Excerpted records Block Start
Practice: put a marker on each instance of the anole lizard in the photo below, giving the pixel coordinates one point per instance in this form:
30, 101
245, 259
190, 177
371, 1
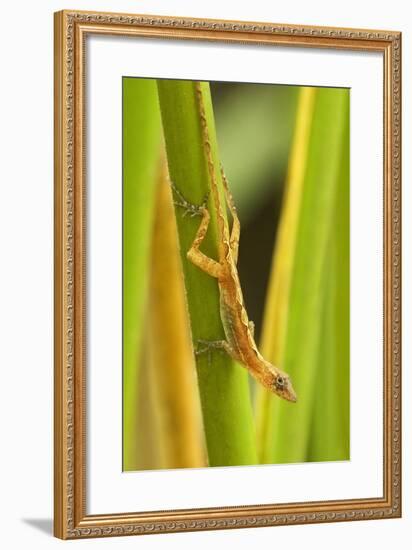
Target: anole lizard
239, 331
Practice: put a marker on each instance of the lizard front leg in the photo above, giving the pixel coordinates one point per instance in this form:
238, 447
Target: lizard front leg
196, 256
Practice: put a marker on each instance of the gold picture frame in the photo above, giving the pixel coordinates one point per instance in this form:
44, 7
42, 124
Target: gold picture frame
70, 518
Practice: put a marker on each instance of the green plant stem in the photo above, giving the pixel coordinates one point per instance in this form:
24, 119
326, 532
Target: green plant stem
223, 385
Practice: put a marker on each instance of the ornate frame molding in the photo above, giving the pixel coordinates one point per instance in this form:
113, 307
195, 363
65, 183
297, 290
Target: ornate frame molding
71, 520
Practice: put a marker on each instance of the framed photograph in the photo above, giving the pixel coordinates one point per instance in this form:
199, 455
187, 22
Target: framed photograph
227, 274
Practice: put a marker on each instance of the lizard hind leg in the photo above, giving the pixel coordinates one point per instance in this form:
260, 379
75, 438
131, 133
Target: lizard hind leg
194, 254
188, 207
235, 233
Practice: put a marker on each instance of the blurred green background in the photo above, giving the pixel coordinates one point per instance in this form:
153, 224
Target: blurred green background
285, 151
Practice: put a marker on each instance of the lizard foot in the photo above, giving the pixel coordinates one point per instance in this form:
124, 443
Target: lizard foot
189, 208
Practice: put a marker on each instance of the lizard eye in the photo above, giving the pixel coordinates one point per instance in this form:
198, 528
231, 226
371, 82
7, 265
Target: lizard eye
280, 382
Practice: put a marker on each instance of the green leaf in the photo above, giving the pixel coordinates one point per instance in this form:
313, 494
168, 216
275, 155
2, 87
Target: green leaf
141, 148
294, 334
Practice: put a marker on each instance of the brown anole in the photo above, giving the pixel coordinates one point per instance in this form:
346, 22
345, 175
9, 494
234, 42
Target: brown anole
239, 331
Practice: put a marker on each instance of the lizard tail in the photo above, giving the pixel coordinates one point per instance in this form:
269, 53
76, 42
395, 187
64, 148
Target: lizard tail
221, 220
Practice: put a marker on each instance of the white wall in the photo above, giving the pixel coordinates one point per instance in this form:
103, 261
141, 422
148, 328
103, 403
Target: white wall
26, 269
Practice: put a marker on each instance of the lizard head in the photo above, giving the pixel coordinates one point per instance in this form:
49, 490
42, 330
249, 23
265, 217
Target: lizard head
279, 383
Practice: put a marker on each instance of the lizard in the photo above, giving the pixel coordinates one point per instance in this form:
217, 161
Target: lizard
239, 340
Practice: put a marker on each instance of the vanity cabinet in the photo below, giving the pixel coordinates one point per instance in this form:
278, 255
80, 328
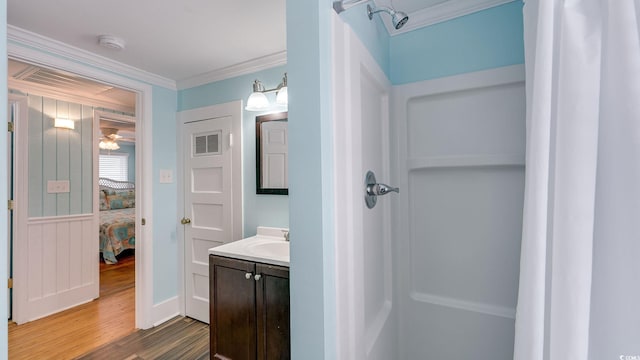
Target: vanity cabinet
248, 310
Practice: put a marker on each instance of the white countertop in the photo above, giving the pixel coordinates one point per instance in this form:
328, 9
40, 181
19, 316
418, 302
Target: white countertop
268, 246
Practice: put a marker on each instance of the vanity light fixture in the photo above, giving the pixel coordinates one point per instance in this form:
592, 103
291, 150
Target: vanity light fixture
258, 100
64, 123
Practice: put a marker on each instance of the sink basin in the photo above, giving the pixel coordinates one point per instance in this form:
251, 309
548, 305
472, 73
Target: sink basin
274, 248
268, 246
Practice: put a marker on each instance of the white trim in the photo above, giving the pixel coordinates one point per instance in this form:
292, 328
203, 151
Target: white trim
45, 44
166, 310
247, 67
21, 197
233, 108
144, 157
441, 12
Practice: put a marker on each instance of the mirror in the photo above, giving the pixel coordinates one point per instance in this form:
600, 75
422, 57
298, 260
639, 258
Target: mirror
272, 154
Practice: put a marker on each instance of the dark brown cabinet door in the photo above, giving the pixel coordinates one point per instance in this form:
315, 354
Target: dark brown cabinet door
272, 305
232, 313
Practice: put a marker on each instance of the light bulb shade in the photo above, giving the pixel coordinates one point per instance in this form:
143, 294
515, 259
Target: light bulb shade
257, 101
64, 123
283, 96
108, 145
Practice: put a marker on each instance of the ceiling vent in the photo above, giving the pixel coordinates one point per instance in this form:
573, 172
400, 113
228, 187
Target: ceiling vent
111, 42
60, 80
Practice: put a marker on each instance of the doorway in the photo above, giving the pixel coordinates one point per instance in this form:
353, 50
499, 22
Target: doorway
57, 224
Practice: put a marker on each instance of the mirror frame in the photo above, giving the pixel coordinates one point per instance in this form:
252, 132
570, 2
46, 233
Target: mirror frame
281, 116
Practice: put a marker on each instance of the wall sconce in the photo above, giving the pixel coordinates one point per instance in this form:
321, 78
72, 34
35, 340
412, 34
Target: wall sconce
64, 123
258, 100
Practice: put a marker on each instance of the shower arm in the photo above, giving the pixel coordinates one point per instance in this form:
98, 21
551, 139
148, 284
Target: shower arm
342, 5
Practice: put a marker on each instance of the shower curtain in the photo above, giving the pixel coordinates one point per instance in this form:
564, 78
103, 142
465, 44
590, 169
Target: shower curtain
579, 294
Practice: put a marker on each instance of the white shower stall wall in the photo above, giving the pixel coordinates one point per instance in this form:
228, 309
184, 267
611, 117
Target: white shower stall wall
458, 157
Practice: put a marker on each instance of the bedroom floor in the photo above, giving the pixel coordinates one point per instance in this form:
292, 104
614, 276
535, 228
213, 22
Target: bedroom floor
76, 331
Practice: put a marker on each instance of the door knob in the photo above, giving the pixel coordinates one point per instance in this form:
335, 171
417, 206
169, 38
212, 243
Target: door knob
373, 189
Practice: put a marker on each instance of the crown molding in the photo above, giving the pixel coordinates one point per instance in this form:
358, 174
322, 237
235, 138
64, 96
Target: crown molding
247, 67
18, 37
441, 12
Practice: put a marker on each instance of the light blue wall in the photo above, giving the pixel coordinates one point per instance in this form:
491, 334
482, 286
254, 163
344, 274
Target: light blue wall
312, 282
484, 40
129, 149
372, 33
165, 199
60, 154
264, 210
3, 179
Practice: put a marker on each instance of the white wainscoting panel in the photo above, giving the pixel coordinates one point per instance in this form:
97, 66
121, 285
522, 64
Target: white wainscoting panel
62, 266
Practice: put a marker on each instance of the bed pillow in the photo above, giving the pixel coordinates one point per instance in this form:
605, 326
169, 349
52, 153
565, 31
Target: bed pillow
104, 203
120, 199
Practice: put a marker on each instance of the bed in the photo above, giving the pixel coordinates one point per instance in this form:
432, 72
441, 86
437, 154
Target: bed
117, 218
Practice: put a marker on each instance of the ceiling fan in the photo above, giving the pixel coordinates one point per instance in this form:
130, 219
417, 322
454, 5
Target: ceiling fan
109, 139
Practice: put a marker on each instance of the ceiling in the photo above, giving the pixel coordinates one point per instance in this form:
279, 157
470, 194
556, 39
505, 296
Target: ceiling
184, 39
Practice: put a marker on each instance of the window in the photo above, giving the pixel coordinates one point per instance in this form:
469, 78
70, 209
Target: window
114, 167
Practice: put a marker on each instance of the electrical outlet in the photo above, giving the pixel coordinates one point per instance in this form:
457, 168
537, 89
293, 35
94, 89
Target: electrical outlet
166, 176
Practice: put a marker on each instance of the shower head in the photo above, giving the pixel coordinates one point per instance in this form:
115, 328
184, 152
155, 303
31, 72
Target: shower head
398, 18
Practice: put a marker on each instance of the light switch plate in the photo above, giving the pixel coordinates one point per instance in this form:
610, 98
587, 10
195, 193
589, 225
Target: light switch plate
166, 176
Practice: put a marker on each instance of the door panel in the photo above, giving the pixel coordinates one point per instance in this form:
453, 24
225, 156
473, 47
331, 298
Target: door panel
208, 197
212, 194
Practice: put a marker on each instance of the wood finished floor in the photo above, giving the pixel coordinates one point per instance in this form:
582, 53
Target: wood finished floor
76, 331
179, 338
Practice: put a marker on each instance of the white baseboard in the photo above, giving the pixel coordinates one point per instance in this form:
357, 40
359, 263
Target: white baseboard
165, 311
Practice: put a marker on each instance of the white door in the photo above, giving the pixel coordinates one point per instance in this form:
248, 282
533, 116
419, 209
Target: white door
365, 308
212, 195
275, 173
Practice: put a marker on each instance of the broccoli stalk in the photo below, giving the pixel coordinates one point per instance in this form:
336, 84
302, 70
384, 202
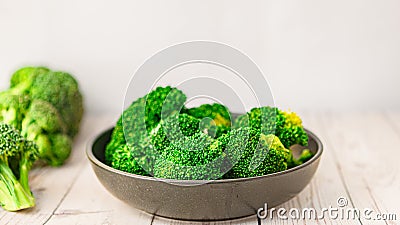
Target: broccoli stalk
17, 156
43, 125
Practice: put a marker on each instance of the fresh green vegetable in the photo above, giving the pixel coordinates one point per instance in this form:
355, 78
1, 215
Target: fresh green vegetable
262, 154
216, 118
17, 156
43, 125
269, 120
61, 90
46, 107
157, 135
191, 159
12, 108
138, 124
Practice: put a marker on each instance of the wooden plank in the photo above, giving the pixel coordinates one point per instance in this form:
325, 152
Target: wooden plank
323, 191
365, 151
88, 199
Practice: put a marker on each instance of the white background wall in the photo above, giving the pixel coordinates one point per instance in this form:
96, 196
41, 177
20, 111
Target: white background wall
316, 54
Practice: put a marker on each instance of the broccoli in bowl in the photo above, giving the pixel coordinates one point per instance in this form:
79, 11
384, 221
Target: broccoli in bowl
157, 135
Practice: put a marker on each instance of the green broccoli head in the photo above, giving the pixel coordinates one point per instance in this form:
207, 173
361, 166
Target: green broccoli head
43, 125
61, 90
196, 157
122, 159
44, 115
22, 79
12, 108
216, 118
261, 155
290, 130
138, 123
269, 120
17, 156
174, 128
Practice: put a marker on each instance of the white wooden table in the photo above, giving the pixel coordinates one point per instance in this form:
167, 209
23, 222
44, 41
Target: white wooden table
361, 163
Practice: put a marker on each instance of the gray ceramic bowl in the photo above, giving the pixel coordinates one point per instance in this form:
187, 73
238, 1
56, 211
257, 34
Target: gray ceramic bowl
217, 200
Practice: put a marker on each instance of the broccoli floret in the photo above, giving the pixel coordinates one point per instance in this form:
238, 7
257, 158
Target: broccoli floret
62, 91
21, 81
123, 160
17, 156
174, 128
58, 88
216, 118
305, 155
12, 108
262, 154
139, 121
196, 157
286, 125
291, 130
43, 125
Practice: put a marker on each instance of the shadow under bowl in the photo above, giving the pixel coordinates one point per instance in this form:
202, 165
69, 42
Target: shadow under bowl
196, 200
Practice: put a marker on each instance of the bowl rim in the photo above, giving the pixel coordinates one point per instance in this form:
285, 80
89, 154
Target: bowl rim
93, 159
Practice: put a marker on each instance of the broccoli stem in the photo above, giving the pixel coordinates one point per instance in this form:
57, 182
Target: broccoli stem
13, 196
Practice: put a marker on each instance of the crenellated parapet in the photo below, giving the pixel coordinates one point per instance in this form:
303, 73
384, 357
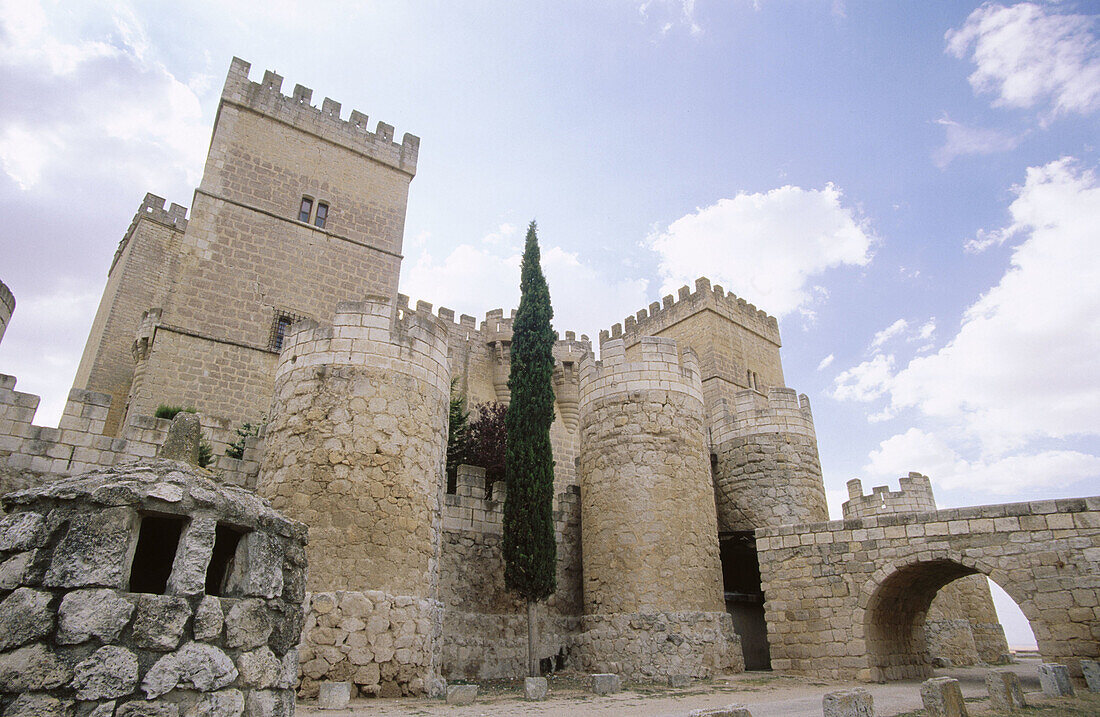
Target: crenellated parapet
152, 209
660, 366
672, 309
266, 98
780, 410
913, 496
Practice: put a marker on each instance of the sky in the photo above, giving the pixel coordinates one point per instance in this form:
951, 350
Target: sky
910, 187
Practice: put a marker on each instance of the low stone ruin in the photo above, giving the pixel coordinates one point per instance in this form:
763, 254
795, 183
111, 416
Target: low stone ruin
147, 589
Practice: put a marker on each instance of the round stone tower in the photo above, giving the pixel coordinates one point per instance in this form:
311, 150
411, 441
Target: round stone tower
767, 470
355, 450
652, 577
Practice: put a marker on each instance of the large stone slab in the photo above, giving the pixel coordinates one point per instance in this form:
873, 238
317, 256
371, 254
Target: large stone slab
461, 694
848, 703
1054, 679
943, 697
605, 683
333, 695
1003, 688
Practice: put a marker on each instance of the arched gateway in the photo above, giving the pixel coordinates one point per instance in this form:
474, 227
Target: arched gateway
848, 598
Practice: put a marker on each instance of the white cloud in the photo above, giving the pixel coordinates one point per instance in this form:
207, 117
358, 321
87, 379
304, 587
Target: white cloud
1030, 55
98, 101
476, 278
765, 246
960, 140
866, 382
1022, 365
894, 329
916, 450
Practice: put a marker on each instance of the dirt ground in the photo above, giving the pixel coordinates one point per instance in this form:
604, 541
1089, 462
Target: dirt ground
765, 694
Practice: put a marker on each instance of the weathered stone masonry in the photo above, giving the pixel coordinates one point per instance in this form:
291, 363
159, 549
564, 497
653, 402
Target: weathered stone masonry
848, 598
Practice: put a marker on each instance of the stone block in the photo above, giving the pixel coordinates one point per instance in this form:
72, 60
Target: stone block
1003, 688
536, 688
92, 614
605, 683
1091, 672
1054, 679
24, 616
728, 710
848, 703
943, 697
333, 695
461, 694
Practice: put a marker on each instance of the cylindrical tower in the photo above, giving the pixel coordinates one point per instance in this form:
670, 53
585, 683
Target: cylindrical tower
767, 470
652, 576
355, 449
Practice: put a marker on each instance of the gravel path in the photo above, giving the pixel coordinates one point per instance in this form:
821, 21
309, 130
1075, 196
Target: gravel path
765, 694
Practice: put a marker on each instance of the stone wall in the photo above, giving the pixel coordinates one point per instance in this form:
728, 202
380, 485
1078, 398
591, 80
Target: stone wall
355, 450
767, 470
101, 613
847, 598
484, 624
657, 577
736, 343
7, 307
139, 278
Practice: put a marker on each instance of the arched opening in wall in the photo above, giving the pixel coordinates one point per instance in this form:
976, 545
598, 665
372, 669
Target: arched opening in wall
740, 576
932, 614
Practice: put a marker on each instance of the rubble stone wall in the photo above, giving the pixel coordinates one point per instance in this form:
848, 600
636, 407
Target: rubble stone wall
355, 450
857, 591
74, 633
644, 453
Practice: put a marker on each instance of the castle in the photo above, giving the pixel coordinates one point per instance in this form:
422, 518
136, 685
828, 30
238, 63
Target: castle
686, 477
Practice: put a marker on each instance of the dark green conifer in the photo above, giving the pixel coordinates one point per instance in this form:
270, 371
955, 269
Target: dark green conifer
529, 547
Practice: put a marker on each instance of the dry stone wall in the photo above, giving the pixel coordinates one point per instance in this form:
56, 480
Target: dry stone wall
767, 470
355, 449
87, 627
847, 598
655, 580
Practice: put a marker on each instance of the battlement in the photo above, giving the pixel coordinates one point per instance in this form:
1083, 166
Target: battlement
266, 98
661, 365
671, 310
30, 454
780, 410
913, 496
152, 208
376, 332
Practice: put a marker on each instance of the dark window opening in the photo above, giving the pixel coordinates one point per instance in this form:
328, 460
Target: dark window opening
223, 560
157, 540
281, 327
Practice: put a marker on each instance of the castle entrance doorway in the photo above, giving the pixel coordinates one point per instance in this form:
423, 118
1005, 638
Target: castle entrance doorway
740, 574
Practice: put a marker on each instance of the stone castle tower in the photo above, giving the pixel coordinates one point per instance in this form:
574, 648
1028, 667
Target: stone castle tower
276, 301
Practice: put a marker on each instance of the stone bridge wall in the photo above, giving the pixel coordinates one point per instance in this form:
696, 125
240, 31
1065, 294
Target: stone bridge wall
848, 598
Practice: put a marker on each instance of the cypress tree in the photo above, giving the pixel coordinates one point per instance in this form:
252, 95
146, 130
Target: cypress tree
529, 547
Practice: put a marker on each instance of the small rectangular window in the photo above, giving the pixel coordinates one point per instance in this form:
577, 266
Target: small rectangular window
157, 541
223, 560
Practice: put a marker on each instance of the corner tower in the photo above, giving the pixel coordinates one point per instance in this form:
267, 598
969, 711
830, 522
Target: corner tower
297, 211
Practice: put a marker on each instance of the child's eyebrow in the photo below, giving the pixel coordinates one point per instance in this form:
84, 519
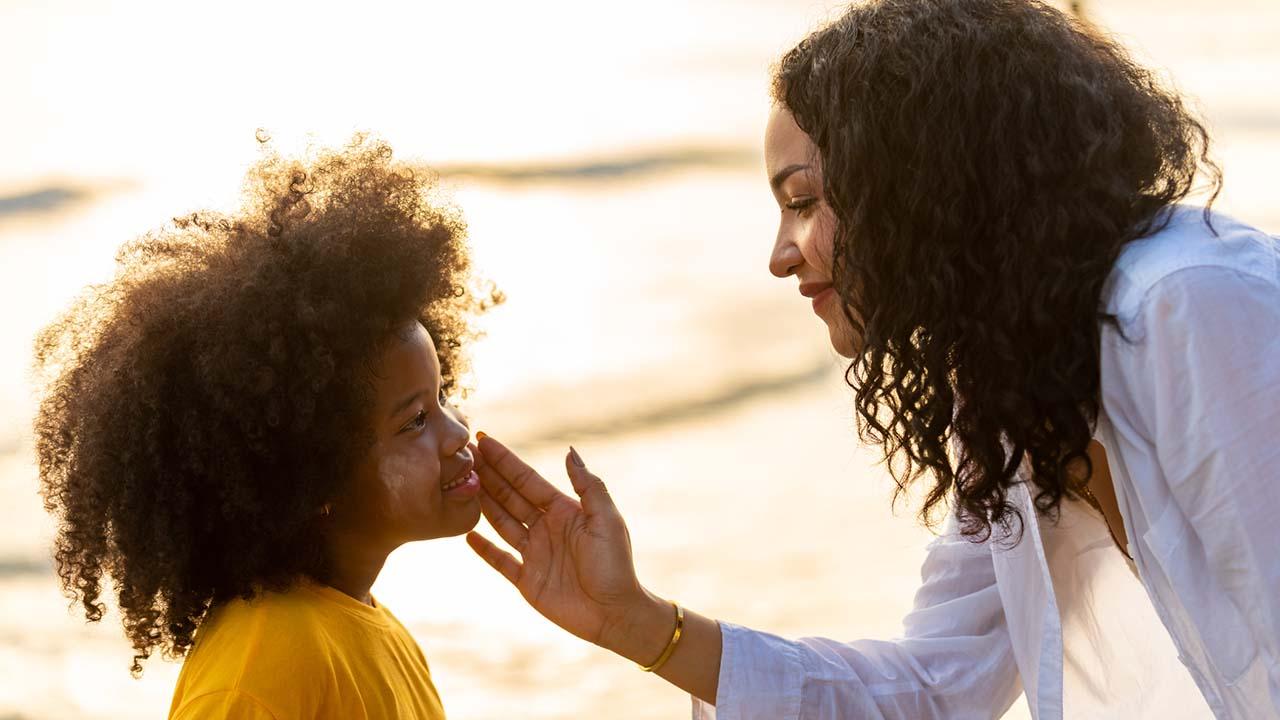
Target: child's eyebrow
406, 402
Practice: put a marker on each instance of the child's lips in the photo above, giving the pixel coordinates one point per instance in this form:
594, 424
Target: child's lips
466, 486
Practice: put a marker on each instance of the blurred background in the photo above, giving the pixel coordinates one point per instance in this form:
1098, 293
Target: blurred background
608, 159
Excerpted records Block End
Using the entries above, return each line in which the word "below" occurs.

Practice: put a marker on each instance of the anole lizard in the photo below, giving the pixel coordinates one point per instance in this form:
Practice: put a marker on each instance of the vanity cabinet in the photo below, giving the pixel coordinates one point per instance in this form:
Practice: put a marker on each instance of the broccoli stalk in the photo below, giving the pixel coordinates one point per instance in this form:
Practice: put a marker on each instance of the crenellated parapet in the photo below, giving the pixel coordinates one point per instance in this form:
Practice: put a marker on each instance of the child's eyebrow in the photo below, giving the pixel coordinates one point per instance in this form:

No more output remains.